To: Greg or e who wrote (5132)12/17/2000 5:46:12 PM
From: Greg or e  Respond to of 28931
 
GNOSTICISM AND THE GNOSTIC JESUS pt2
GOD: UNKNOWABLE OR KNOWABLE?

Many Gnostic treatises speak of the ultimate reality or godhead as beyond conceptual apprehension. Any hope of contacting this reality — a spark of which is lodged within the Gnostic — must be filtered through numerous intermediary beings of a lesser stature than the godhead itself.

In the Gospel of the Egyptians, the ultimate reality is said to be the "unrevealable, unmarked, ageless, unproclaimable Father." Three powers are said to emanate from Him: "They are the Father, the Mother, (and) the Son, from the living silence."34 The text speaks of giving praise to "the great invisible Spirit" who is "the silence of silent silence."35 In the Sophia of Jesus Christ, Jesus is asked by Matthew, "Lord...teach us the truth," to which Jesus says, "He Who Is is ineffable." Although Jesus seems to indicate that he reveals the ineffable, he says concerning the ultimate, "He is unnameable....he is ever incomprehensible."36

At this point the divide between the New Testament and the Gnostic documents couldn't be deeper or wider. Although the biblical Jesus had the pedagogical tact not to proclaim indiscriminately, "I am God! I am God!" the entire contour of His ministry points to Him as God in the flesh. He says, "He who has seen me has seen the Father" (John 14:9). The prologue to John's gospel says that "in the beginning was the Word (Logos)" and that "the Word was with God and was God" (John 1:1). John did not say, "In the beginning was the silence of the silent silence" or "the ineffable."

Incarnation means tangible and intelligible revelation from God to humanity. The Creator's truth and life are communicated spiritually through the medium of matter. "The Word became flesh and made his dwelling place among us. We have seen his glory, the glory of the One and Only who came from the Father, full of grace and truth" (John 1:14). The Word that became flesh "has made Him [the Father] known" (v. 19). John's first epistle tells us: "The life appeared; we have seen it and testify to it, and we proclaim to you the eternal life, which was with the Father and has appeared to us. We proclaim to you what we have seen and heard..." (1 John 1:2-3).

* Record excerpts:
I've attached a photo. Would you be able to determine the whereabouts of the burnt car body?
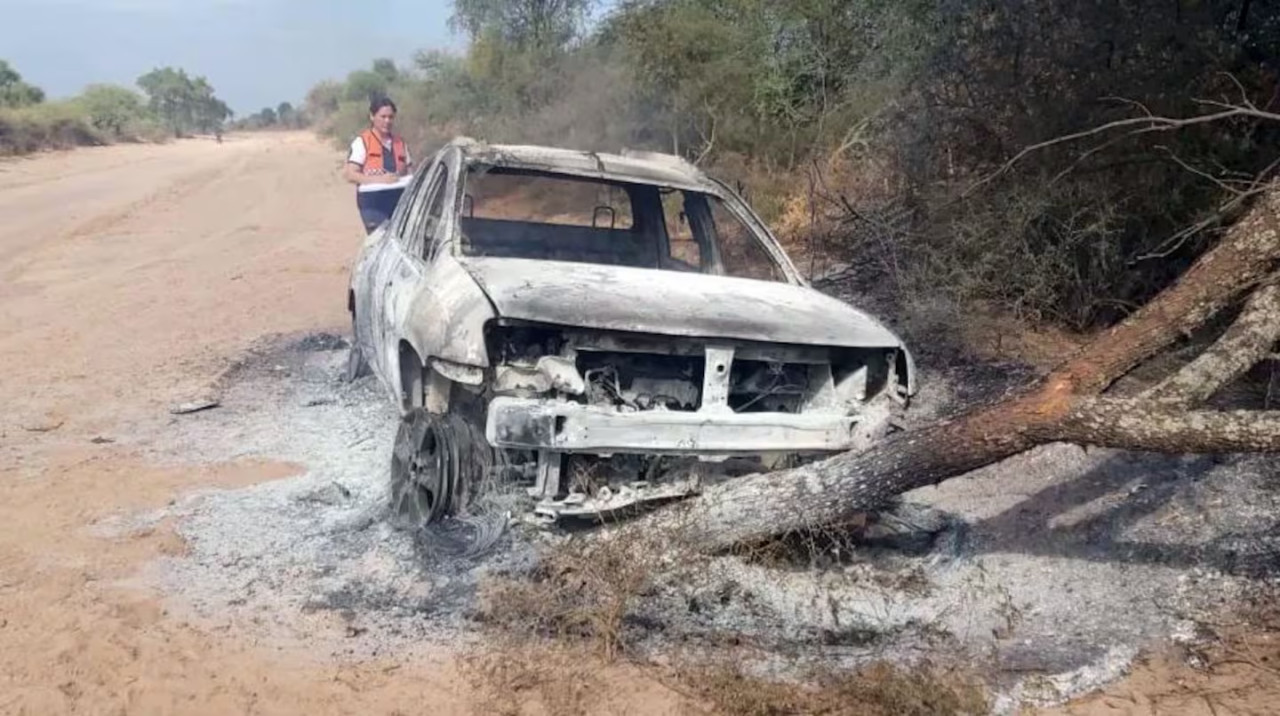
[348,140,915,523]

==

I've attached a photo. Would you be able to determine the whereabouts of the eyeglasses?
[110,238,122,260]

* Task to carry out: From the passage on Gnosticism, retype the part that opens with the words containing "Incarnation means tangible" and closes with "(1 John 1:2-3).".

* Task response:
Incarnation means tangible and intelligible revelation from God to humanity. The Creator's truth and life are communicated spiritually through the medium of matter. "The Word became flesh and made his dwelling place among us. We have seen his glory, the glory of the One and Only who came from the Father, full of grace and truth" (John 1:14). The Word that became flesh "has made Him [the Father] known" (v. 19). John's first epistle tells us: "The life appeared; we have seen it and testify to it, and we proclaim to you the eternal life, which was with the Father and has appeared to us. We proclaim to you what we have seen and heard..." (1 John 1:2-3).